- **What the task requires**
Quote the items below verbatim, from the first line through the line containing "x=397, y=340".

━━━━━━

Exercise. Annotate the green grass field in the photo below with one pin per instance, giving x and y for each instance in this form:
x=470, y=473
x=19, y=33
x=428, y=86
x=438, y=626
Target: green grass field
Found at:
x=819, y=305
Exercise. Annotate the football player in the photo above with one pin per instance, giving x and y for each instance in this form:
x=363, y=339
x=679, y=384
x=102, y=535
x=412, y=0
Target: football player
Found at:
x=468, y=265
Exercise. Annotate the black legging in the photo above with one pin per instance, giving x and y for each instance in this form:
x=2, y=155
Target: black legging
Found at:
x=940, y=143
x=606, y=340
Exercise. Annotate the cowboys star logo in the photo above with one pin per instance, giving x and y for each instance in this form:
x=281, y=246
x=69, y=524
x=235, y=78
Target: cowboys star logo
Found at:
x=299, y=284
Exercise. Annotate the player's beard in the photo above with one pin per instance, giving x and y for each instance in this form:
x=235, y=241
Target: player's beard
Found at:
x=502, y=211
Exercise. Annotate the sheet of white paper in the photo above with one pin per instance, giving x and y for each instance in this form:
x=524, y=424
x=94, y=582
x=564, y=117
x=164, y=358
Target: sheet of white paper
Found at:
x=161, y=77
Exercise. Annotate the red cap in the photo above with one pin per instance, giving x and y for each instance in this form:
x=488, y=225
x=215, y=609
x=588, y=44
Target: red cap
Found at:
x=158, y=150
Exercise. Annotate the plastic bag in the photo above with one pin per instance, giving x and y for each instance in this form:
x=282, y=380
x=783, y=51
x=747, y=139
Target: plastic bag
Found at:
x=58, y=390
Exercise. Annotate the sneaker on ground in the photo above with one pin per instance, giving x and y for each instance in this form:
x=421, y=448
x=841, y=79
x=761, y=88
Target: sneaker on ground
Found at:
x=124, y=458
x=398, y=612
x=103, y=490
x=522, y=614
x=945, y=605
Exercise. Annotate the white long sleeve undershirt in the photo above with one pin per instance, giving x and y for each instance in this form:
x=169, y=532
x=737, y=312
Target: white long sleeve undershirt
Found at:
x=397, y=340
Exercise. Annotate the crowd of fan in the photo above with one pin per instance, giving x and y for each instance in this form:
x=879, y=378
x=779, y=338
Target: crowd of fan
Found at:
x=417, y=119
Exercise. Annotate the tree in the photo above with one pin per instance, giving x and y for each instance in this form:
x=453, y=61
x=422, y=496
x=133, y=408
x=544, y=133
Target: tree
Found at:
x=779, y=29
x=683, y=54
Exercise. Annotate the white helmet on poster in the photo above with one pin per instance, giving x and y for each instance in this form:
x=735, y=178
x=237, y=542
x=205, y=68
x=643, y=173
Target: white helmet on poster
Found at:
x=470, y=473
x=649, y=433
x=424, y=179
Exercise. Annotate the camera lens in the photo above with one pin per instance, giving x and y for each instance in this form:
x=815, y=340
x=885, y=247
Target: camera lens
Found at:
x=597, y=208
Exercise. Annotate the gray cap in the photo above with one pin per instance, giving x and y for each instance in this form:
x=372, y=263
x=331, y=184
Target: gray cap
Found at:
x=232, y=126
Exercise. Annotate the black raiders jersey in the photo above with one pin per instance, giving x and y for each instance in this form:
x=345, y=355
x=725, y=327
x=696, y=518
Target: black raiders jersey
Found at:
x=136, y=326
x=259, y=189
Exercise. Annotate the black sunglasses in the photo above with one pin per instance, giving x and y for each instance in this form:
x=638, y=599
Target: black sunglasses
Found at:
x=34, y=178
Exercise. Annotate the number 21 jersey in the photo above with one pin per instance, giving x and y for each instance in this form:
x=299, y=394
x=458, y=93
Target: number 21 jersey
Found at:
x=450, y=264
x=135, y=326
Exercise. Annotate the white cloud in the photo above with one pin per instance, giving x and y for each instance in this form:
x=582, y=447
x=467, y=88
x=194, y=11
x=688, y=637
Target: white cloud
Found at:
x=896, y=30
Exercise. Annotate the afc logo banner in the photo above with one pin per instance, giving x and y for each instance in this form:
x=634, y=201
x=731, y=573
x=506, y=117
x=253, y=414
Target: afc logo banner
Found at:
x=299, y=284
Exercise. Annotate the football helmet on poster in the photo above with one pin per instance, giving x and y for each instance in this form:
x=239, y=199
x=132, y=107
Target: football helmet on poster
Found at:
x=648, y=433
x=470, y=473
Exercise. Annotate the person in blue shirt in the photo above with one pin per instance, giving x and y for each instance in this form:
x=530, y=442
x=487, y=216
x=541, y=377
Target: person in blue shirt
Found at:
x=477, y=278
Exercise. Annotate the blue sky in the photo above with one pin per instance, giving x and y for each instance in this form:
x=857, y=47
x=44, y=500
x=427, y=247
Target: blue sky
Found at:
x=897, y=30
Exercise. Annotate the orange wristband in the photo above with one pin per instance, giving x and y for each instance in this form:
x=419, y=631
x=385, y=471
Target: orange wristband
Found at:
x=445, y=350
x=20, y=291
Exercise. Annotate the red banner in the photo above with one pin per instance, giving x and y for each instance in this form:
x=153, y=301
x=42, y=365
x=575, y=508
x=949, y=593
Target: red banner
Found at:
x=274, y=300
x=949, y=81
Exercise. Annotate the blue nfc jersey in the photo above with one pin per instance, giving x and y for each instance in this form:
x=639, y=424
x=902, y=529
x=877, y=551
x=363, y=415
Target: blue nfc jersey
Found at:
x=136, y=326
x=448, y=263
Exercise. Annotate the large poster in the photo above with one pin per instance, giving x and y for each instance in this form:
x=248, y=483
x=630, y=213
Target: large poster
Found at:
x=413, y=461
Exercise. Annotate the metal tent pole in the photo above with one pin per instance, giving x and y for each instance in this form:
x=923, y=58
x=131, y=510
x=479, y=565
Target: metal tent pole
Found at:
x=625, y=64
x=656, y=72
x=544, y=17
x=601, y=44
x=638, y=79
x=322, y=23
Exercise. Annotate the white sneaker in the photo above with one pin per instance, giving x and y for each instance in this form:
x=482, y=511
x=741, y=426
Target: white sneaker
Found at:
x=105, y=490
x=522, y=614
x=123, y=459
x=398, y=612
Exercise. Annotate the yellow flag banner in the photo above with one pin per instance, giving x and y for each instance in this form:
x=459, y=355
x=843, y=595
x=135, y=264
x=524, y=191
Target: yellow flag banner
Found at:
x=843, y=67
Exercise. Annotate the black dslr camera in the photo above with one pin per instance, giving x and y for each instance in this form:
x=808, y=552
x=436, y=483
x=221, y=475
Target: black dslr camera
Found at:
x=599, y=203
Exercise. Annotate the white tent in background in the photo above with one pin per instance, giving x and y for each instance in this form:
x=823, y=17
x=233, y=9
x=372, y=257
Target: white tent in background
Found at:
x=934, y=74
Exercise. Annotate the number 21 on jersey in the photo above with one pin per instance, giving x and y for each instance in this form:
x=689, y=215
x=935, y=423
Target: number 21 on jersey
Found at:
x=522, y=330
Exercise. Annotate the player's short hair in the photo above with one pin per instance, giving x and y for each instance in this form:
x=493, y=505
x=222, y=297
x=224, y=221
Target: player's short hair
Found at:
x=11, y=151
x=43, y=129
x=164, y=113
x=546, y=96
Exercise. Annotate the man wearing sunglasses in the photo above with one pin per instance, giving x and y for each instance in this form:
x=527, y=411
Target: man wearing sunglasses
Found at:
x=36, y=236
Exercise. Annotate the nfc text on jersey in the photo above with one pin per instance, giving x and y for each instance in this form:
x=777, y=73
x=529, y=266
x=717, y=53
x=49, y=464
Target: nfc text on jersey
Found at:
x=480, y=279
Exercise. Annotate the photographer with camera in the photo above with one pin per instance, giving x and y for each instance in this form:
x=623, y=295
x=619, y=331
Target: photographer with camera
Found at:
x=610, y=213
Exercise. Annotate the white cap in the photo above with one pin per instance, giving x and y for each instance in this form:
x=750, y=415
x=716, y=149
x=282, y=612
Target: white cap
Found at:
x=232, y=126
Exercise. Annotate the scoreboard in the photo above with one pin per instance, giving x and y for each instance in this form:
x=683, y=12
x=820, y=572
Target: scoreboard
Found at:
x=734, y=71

━━━━━━

- **Written answer**
Exercise. Annotate the green grass field in the photo below with one pin per instance, giving x and y for each instance in this form:
x=470, y=473
x=19, y=33
x=428, y=86
x=438, y=626
Target: green grass field
Found at:
x=819, y=305
Exercise. Annotate the football player in the photo above with one pin per instance, giving x and y for each instance in this form:
x=363, y=339
x=679, y=384
x=102, y=535
x=412, y=0
Target: football player
Found at:
x=468, y=265
Exercise. Annotate the black legging in the photo above with one pin per instance, giving x and y for each instance in this form:
x=2, y=155
Target: black legging
Found at:
x=940, y=143
x=606, y=340
Exercise. Annotate the cowboys star logo in the photo above with one pin per instance, giving x and y for each instance in this form:
x=281, y=246
x=69, y=524
x=235, y=78
Target: cowboys star logo
Found at:
x=299, y=284
Exercise. Annotate the player's beard in the photo above with one pin per instance, giving x and y for each instance in this form:
x=235, y=241
Target: player's beard
Found at:
x=502, y=211
Exercise. Annotate the sheet of white paper in the photo above with one pin per instance, giving x and y for each instance in this form:
x=524, y=424
x=94, y=582
x=564, y=117
x=164, y=358
Target: sheet of white paper
Found at:
x=161, y=77
Exercise. Annotate the red cap in the photo above with one pin per instance, giving x and y for each instance in this form:
x=488, y=225
x=215, y=609
x=588, y=44
Target: red cap
Found at:
x=158, y=150
Exercise. Annotate the plastic bag in the photo above with one pin per instance, giving x and y for each instance in this form:
x=282, y=380
x=783, y=51
x=747, y=139
Target: plastic bag
Found at:
x=58, y=390
Exercise. Annotate the sneaker on ground in the photo above with one pin per instance, giving x and y for each instance in this form:
x=421, y=448
x=841, y=79
x=761, y=88
Target: sneaker on ground
Found at:
x=124, y=458
x=398, y=612
x=103, y=490
x=522, y=614
x=945, y=605
Exercise. Annotate the white long sleeve undershirt in the photo above with one pin per instance, giving x and y for each instance in this form:
x=169, y=532
x=737, y=312
Target: white long sleeve undershirt
Found at:
x=397, y=340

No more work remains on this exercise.